Data in this exercise:
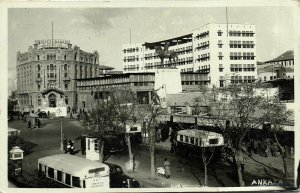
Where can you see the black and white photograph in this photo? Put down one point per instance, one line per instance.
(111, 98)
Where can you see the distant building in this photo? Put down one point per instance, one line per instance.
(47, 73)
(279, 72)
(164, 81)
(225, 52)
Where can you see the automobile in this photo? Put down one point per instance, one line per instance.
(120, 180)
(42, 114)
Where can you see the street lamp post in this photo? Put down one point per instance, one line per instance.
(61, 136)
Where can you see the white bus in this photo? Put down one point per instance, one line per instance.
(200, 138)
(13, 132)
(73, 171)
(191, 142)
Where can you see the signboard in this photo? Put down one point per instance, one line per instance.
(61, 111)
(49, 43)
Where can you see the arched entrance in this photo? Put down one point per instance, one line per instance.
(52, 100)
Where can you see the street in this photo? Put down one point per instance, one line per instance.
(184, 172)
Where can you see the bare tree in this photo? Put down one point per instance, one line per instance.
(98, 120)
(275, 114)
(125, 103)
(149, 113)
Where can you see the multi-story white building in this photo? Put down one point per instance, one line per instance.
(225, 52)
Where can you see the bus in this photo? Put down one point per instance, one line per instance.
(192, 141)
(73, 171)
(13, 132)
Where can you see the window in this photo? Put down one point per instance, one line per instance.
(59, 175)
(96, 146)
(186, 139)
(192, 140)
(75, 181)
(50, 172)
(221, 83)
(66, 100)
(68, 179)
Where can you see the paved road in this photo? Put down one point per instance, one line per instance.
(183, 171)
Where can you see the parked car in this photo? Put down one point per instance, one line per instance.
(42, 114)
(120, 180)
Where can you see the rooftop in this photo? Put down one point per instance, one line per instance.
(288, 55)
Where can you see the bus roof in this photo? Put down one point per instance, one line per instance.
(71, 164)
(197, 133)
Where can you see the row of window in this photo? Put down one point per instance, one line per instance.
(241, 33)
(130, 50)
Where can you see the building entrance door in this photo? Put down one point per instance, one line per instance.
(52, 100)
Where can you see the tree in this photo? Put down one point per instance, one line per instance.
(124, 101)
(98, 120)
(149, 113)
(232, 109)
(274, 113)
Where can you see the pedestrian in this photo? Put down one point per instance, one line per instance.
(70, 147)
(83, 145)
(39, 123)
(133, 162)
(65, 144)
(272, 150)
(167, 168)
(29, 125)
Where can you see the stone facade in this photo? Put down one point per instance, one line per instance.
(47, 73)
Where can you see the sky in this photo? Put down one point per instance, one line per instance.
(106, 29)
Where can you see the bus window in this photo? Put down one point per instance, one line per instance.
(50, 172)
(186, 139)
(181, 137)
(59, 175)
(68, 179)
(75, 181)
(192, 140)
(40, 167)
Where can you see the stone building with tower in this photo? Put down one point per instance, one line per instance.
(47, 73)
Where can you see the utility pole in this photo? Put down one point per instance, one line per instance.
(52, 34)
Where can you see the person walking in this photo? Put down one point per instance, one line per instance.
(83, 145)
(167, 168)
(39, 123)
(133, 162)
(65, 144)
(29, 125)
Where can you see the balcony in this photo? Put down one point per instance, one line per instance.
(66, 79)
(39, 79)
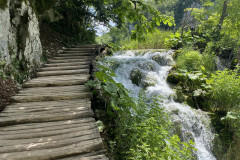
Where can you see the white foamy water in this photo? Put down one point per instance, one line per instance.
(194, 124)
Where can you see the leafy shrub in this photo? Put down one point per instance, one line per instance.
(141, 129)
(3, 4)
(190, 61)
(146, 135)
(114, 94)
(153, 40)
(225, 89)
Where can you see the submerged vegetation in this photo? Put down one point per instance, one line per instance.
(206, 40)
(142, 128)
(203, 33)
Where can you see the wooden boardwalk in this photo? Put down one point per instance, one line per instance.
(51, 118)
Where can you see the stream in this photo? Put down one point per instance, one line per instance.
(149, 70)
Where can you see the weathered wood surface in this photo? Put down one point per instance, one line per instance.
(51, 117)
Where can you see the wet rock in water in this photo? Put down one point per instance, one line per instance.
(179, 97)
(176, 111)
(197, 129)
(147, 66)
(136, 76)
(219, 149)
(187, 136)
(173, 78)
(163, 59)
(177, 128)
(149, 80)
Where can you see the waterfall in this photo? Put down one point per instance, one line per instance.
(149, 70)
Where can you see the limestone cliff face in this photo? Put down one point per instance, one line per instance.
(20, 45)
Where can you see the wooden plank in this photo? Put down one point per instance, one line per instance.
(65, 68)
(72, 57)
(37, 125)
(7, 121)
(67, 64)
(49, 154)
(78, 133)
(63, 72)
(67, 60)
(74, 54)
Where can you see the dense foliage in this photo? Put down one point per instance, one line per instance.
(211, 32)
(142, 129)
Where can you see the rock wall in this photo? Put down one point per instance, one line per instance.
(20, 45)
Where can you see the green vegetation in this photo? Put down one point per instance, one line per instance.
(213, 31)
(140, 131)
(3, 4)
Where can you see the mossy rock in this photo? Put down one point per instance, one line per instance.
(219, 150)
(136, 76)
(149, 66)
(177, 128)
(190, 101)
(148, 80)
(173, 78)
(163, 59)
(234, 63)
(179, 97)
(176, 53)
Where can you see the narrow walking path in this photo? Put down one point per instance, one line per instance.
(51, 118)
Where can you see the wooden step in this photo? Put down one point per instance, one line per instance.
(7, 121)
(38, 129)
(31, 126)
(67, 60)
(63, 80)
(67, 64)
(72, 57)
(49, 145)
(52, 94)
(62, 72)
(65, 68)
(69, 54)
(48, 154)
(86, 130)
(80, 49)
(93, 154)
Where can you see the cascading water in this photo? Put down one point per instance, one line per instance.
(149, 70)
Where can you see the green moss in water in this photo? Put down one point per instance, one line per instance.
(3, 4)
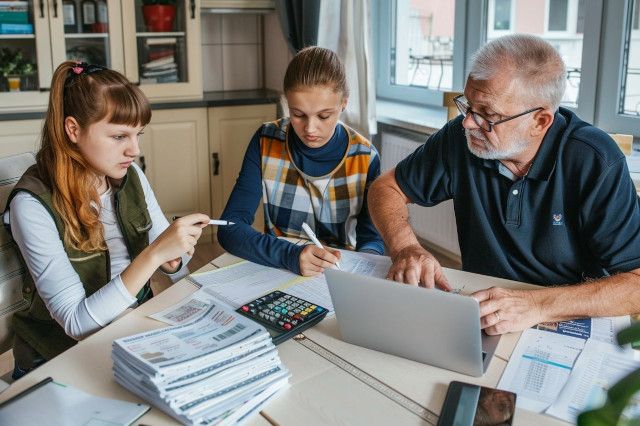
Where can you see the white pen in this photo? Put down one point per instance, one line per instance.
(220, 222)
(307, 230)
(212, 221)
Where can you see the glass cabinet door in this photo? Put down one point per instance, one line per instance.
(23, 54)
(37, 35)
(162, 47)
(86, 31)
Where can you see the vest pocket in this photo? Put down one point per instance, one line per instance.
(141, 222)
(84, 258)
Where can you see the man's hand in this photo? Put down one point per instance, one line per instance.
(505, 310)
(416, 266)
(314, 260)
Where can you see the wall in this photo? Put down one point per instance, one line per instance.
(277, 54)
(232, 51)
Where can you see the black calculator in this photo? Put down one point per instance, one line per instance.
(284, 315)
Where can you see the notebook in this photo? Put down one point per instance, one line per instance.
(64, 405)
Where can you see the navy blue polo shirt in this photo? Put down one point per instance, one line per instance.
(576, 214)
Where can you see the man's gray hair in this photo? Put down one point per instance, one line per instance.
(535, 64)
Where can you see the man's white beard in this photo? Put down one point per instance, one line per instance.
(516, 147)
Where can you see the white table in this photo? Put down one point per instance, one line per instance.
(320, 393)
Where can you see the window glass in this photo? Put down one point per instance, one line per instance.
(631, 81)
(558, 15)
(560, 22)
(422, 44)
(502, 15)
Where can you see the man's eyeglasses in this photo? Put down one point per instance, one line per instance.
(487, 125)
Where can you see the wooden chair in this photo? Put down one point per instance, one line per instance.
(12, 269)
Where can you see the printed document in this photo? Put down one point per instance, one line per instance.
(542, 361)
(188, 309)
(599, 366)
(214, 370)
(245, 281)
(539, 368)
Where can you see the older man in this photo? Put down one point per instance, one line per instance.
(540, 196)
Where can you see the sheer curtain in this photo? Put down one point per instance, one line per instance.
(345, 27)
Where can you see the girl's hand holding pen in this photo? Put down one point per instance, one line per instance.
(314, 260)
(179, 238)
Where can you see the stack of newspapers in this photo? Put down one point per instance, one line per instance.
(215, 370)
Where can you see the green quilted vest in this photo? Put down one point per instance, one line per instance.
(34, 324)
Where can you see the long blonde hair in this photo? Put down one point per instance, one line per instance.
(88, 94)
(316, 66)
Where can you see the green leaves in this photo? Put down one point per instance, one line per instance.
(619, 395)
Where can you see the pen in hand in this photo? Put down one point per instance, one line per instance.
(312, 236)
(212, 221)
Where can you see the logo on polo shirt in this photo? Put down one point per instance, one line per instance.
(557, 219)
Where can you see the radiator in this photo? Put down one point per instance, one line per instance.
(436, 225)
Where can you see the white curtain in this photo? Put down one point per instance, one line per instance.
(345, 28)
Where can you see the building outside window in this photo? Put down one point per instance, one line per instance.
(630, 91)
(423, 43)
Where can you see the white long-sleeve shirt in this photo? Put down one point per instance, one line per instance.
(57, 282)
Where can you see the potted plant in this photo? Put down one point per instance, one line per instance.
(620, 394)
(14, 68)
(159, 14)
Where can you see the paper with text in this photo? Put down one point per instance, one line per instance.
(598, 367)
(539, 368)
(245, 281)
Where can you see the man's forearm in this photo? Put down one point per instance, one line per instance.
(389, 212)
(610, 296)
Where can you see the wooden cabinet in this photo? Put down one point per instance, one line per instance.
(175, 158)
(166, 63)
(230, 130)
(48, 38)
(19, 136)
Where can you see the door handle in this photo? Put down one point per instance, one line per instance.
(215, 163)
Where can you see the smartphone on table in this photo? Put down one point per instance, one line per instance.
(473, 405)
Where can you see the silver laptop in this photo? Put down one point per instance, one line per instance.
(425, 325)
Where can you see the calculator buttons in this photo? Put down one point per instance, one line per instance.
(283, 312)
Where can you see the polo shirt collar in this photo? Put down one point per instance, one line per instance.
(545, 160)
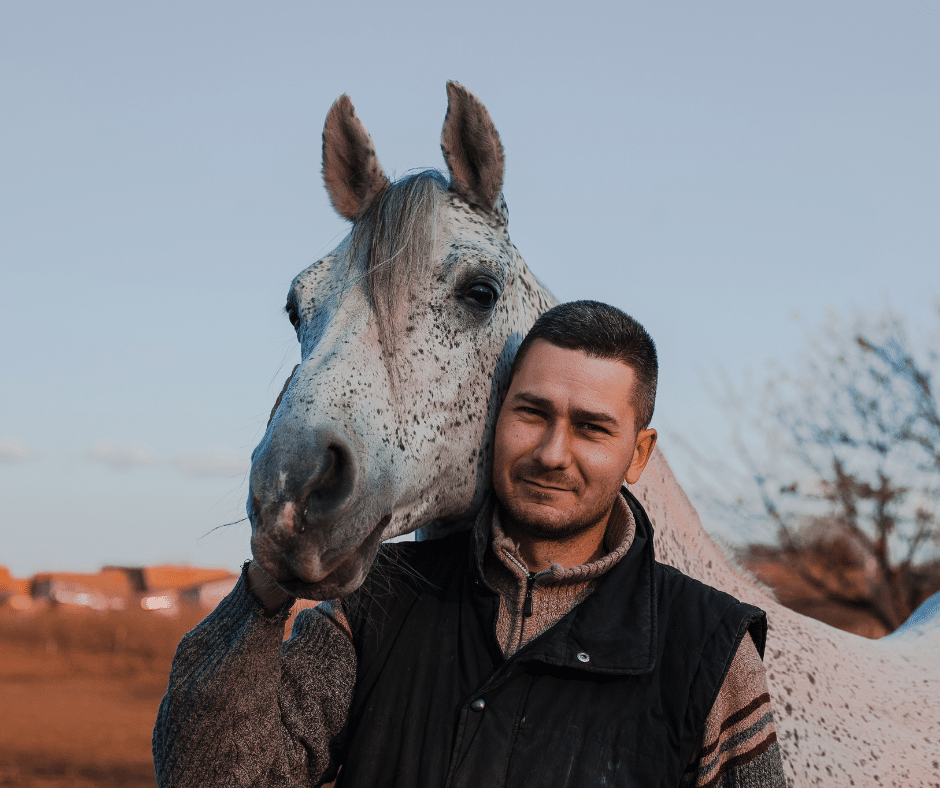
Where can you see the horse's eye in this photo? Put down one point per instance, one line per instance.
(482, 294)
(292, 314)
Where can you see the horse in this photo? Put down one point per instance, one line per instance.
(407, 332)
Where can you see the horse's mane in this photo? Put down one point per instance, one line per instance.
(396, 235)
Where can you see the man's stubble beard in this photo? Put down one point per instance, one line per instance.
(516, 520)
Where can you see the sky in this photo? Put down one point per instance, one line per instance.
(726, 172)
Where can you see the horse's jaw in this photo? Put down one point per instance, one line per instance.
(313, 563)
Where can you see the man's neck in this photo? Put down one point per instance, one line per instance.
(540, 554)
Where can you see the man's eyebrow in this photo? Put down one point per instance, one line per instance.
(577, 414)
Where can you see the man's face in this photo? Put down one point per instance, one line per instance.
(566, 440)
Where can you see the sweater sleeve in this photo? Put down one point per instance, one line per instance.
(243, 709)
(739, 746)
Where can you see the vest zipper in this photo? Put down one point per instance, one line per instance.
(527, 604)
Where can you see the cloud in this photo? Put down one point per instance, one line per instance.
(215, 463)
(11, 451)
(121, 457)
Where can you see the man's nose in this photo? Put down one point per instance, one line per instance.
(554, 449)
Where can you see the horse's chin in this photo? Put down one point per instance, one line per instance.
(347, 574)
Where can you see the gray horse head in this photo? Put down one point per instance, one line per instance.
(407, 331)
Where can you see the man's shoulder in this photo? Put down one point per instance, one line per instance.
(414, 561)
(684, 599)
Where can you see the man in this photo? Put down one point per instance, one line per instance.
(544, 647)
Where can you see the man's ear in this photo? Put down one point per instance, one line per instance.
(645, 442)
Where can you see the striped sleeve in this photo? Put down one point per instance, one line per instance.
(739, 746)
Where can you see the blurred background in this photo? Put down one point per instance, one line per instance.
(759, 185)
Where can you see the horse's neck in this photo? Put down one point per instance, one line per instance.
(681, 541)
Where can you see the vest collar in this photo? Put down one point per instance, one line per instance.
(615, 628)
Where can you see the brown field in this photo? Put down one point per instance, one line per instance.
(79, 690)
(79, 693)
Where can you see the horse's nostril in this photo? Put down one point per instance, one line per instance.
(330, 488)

What you will do:
Your output should be the lines from the one with "Where can you see the horse's jaw" through the last line of the entries above, copied exactly and nothing more.

Answer box:
Where can you see the horse's jaw in this photo? Put down one point per instance, one line per instance.
(313, 563)
Where can you see the man's neck in this photo? Put down one point per instance, one line per instance.
(540, 554)
Where can you see the man's eyebrow in this photo? Put down one point per instance, one line per instance.
(577, 414)
Where can you see the man's face in this photo? Put down one point per instance, one line per instance.
(566, 440)
Where can you see the sweater sleeve in this photo? Put down one point per instance, one line per instance.
(243, 709)
(739, 746)
Where can you see the vest zipper in this photo? Put down one point per instance, one line per instance.
(527, 604)
Where can you see the cloud in this photo? Put down one point per instance, one line per instance.
(215, 463)
(11, 451)
(121, 457)
Where can you see the man's nose in this photo? Put down one point per instance, one line per instance.
(554, 449)
Where can you see the horse's chin in this photo? Put down one point per instance, one line per instance.
(347, 574)
Where can you see the gray horse head in this photo? Put down one point per instance, one line per instance.
(407, 331)
Where can you see the man's shoulder in this photo? Put down one point per instance, one line per instance.
(414, 561)
(684, 599)
Where can you see the man in this photo? Put down one point per instance, one line per instance.
(544, 647)
Where can you see the man's ear in this photo? Put down one point per instance, one line per instance.
(645, 442)
Where can you see the striped sleeve in this photo? Put down one point per instance, one line per instance.
(739, 746)
Where can you see the blurred background in this photo? Put down one point per instance, one line per instance.
(759, 185)
Where can you see the horse's neck in this photo? Put down one point per instance, one line per instance.
(681, 541)
Where can you see the vest collar in this photo? Put down one point per instance, one line per instance.
(615, 628)
Where can you see the brown field in this photo? Put down one point per instance, one line per instance.
(79, 690)
(79, 693)
Where can you see the horse's nostril in this photo? Put down one point per instance, one line per instance.
(330, 488)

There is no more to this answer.